> [Instructions for the task]:
Copy the records out again in full, keeping them identical.

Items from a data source
**********

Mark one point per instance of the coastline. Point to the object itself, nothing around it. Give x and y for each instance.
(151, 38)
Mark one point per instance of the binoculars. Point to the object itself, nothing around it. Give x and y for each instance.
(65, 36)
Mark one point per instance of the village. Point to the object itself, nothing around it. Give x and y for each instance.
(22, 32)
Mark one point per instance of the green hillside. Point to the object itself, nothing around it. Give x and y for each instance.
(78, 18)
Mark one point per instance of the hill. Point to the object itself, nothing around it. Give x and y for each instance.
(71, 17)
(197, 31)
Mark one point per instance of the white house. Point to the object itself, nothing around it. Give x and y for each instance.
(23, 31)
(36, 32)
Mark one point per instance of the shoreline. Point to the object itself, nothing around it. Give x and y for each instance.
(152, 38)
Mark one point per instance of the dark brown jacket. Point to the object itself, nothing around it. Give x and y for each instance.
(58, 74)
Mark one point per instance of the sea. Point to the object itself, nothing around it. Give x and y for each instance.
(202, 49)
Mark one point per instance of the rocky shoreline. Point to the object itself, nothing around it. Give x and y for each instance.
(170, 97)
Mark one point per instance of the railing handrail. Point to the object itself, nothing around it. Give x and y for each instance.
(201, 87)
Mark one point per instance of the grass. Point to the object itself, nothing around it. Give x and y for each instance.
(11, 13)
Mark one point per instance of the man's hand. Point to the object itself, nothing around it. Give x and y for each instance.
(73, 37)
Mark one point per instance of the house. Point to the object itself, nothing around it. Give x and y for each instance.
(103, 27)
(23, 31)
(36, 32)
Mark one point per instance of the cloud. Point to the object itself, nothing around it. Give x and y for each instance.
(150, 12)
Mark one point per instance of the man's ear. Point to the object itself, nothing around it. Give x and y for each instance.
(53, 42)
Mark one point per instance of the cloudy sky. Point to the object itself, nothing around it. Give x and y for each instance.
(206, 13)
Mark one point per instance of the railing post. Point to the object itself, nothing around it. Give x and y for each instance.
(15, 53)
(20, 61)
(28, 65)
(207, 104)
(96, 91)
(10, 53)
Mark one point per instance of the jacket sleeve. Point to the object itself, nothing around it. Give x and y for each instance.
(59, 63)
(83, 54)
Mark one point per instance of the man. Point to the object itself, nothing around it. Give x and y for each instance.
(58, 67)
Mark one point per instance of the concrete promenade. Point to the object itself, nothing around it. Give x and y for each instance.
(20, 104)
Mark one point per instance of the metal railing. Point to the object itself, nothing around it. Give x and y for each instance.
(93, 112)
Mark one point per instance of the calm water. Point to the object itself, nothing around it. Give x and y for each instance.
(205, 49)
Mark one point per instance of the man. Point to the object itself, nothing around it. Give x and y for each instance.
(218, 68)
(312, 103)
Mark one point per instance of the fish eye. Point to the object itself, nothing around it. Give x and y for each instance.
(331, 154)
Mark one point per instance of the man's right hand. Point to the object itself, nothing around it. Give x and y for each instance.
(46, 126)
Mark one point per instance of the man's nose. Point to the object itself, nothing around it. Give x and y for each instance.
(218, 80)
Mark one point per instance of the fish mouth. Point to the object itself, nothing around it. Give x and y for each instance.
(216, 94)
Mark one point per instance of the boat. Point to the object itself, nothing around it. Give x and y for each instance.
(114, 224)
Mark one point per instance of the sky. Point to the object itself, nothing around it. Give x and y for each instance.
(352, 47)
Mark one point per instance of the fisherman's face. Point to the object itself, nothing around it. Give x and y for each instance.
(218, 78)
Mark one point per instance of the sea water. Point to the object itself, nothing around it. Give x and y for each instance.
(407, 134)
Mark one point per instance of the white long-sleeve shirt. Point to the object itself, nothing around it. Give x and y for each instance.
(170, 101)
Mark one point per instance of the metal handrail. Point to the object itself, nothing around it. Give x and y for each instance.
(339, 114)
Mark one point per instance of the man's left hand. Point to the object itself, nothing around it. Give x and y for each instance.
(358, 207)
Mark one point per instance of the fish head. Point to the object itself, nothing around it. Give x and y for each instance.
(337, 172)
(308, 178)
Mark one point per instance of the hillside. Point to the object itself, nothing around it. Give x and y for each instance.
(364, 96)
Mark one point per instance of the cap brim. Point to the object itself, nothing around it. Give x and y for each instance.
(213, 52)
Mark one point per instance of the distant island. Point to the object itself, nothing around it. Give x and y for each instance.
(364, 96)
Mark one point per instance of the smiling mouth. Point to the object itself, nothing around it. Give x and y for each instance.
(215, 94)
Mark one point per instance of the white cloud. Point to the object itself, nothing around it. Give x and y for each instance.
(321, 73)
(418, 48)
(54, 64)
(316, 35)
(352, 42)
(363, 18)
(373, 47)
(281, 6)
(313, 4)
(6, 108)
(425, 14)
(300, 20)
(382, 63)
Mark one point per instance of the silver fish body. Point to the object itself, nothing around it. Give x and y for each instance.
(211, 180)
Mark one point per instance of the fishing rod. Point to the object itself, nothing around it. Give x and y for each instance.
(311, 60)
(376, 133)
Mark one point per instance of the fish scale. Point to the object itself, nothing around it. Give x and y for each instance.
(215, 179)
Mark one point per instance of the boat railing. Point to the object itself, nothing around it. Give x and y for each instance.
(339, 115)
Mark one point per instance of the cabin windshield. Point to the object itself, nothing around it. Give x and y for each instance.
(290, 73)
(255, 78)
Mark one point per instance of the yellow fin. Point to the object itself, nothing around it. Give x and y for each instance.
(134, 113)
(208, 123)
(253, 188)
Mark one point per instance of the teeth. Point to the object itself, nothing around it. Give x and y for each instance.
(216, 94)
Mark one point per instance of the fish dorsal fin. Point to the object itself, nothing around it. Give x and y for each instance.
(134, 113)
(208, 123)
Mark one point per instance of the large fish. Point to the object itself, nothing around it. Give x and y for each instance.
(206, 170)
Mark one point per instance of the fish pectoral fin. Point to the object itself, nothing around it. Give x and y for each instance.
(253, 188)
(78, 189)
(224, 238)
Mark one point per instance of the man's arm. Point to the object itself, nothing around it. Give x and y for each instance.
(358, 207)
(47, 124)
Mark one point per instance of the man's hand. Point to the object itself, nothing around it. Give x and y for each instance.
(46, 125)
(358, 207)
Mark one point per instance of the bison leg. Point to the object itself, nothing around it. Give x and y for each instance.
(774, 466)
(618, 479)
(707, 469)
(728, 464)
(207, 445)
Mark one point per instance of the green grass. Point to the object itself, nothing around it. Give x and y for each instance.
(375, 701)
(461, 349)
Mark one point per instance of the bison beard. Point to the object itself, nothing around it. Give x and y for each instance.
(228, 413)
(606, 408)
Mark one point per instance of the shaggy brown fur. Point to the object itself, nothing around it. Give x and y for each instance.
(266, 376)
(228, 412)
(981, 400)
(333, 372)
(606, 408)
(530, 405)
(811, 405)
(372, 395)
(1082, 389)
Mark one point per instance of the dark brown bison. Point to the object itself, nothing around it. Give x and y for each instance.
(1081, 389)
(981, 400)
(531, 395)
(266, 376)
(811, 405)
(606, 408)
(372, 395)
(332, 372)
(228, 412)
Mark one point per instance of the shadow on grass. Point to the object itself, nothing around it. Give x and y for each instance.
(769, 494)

**********

> [Your response]:
Mark one point per instance of the coastline. Point to the object itself, nothing around it. Give x and y for each instance.
(151, 38)
Mark one point per instance of the binoculars. Point to the object itself, nothing around it. Give x and y for each instance.
(65, 36)
Mark one point per instance of the village. Point to the object itself, nothing around it. Give x and y for each instance.
(22, 32)
Mark one point per instance of the green hillside. Point to the object itself, nothing around it. Give x and y for each instance.
(78, 18)
Mark one point per instance of the hill. Point to the object itself, nothing around it. Give x and y for each instance.
(71, 17)
(197, 31)
Mark one point per instance of the white house. Point to the object itself, nothing around it. Give x and y for each instance.
(23, 31)
(36, 32)
Mark one point per instance of the shoreline. Point to the object itself, nothing around it. Give x and y for each instance.
(152, 38)
Mark one point per instance of the dark brown jacket. Point to the object itself, nothing around it. Give x and y for each instance.
(58, 74)
Mark one point per instance of the sea. Point to the object itself, nothing around it. Give x and y for each instance.
(202, 49)
Mark one point per instance of the rocky shoreline. Point to the object itself, nothing around it. Give x and y for each instance.
(170, 97)
Mark one point per instance of the railing handrail. Point to the object itself, nothing around it. Give x and y for each instance.
(201, 87)
Mark one point per instance of the grass. Point to the object itself, nothing around it. Give x and y for each instance.
(11, 13)
Mark one point per instance of the man's hand. Point to the object itself, nothing around it. Give x and y for each instance.
(73, 37)
Mark one point per instance of the house. Point to the object itself, nothing around it. Give x and y for each instance.
(103, 27)
(23, 31)
(36, 32)
Mark one point per instance of the cloud. Point to the object itself, nothing around it. Give x and y for each instance.
(150, 12)
Mark one point per instance of the man's ear. Point to the object itself, nothing around it. Give x and y for each instance.
(53, 42)
Mark one point per instance of the cloudy sky. Point to the object itself, nothing around it. Give x and y for each instance.
(206, 13)
Mark one point per instance of the railing post. Point to the object itself, nothing around it. Give x and y for each instance.
(15, 53)
(20, 61)
(28, 65)
(207, 104)
(96, 91)
(10, 53)
Mark one point per instance of the jacket sleeve. Point to the object itself, nothing around it. Give x and y for each instance.
(59, 63)
(83, 54)
Mark one point per instance of the man. Point to the object itself, nothing around it. Give x and y for each instance.
(58, 67)
Mark one point per instance of the concrete promenade. Point to the object itself, nothing around it. Give x and y for each instance.
(20, 104)
Mark one point per instance of the metal railing. Point to the object itself, nothing around it. Give x and y for each instance.
(93, 112)
Mark one point per instance of the calm water. Point to the object itself, nothing around it. Give x and y for each instance.
(205, 49)
Mark one point per instance of the man. Point to the object itself, nothing around it. Give x and y for each instance.
(218, 68)
(312, 103)
Mark one point per instance of the fish eye. Point to the object itself, nothing around it. Give x and y for each instance.
(331, 154)
Mark one point per instance of the man's right hand. Point to the object itself, nothing around it. Give x and y for each instance.
(46, 126)
Mark one point per instance of the man's nose. Point to the object itself, nothing around it. Give x and y for each instance.
(218, 80)
Mark one point per instance of the fish mouth. Point to the object itself, nothing around it. Give x and y for each instance.
(216, 94)
Mark one point per instance of the boat. Point to the object itself, nothing around it. Give x and y for each instance.
(114, 224)
Mark one point per instance of the sky. Point to the object itself, nothing around it. Give x and y for each instance.
(352, 47)
Mark one point per instance of the fisherman's face. Point to the object itself, nothing around it. Give x and y for each instance.
(218, 78)
Mark one point per instance of the sea water. Point to the object itself, nothing around it. Give x and y for each instance.
(407, 134)
Mark one point per instance of the white long-sleeve shirt. Point to the object itself, nothing around it. Give x and y for each instance.
(170, 101)
Mark one point per instance of the metal handrail. Point to the object itself, nothing around it. Give x and y for each instance.
(339, 114)
Mark one point per instance of the man's left hand. Point to the object itself, nothing around it. Give x and y for each instance.
(358, 207)
Mark one point per instance of the fish head. Point to the object itself, nothing around it. Give x and y for each instance.
(337, 172)
(308, 178)
Mark one point per instance of the hillside. Point to the object itself, nothing around it. Give x and y for each instance.
(364, 96)
Mark one point per instance of the cap brim. Point to the object itself, nothing around it. Give x and y for each instance.
(213, 52)
Mark one point per instance of the distant island. Point to the object itself, nothing around it. Give x and y for each instance.
(364, 96)
Mark one point per instance of the smiling mouth. Point to the object itself, nothing around it. Give x and y for each instance.
(215, 94)
Mark one point per instance of the white cloud. Point to the object itself, nothing around it. Give x and y for each instance.
(321, 73)
(418, 48)
(54, 64)
(316, 35)
(352, 42)
(363, 18)
(373, 47)
(281, 6)
(313, 4)
(6, 108)
(425, 14)
(300, 20)
(382, 63)
Mark one point per instance of the silver fish body. Point to the object itself, nothing around it. Give x and y for each instance.
(211, 180)
Mark one point per instance of the fishing rod. Point to the object itself, nothing around it. Give x and y for each instance.
(311, 60)
(376, 133)
Mark one point per instance of the fish scale. Point to the object itself, nothing around it. Give x and y for each instance.
(215, 179)
Mark one point per instance of the boat railing. Point to the object itself, nothing around it. Give x and y for each instance.
(339, 115)
Mark one point per instance of the cabin windshield. Point to the object itself, nothing around it. Give x and y for each instance.
(290, 73)
(255, 78)
Mark one point per instance of the yellow fin. Point to the object itself, nothing around it. Give x and y for each instance.
(134, 113)
(208, 123)
(253, 188)
Mark one point per instance of the teeth. Point to the object itself, nothing around it. Give x and y for each instance.
(216, 94)
Mark one point per instance of the fish dorsal fin. Point to the object itself, nothing around it. Give x and y for each instance.
(134, 113)
(208, 123)
Mark one point per instance of the large fish. Point to the object itself, nothing around it. Give x and y for each instance.
(206, 170)
Mark one point per instance of the fish pectoral fin. Point to the object itself, nothing around it. Give x and y for each instance.
(253, 188)
(78, 189)
(224, 238)
Mark one point per instance of the man's arm. Point to the object itself, nothing around it. Give x and y for each instance.
(358, 207)
(47, 124)
Mark one point per instance of the man's hand. Point to the object itself, nothing around it. Give x and y for each instance.
(46, 125)
(358, 207)
Mark one point per instance of the bison leg. Point to the object itself, nothing around it. Give x and y for each instance.
(774, 466)
(618, 479)
(707, 469)
(728, 464)
(207, 445)
Mark one point per instance of the green grass. Point to the object itself, nothing around it. Give x and y for each instance.
(375, 701)
(461, 349)
Mark one point per instance of the bison beard. Point to the object itself, nothing around it. Give x and y for each instance.
(228, 413)
(606, 408)
Mark one point per instance of the shaggy brown fur. Point to the object itself, nothing around it. Give x and y for each instance.
(266, 376)
(228, 412)
(981, 400)
(333, 372)
(606, 408)
(530, 405)
(811, 405)
(372, 395)
(1082, 389)
Mark one point per instance of the dark brown bison. Point to the object itself, nothing around it. Give x and y for each instance.
(1081, 389)
(981, 400)
(531, 395)
(266, 376)
(811, 405)
(606, 408)
(372, 395)
(332, 372)
(228, 412)
Mark one point per instance of the shadow on grass. Point to the object itself, nothing around it. Give x and y for each instance.
(769, 494)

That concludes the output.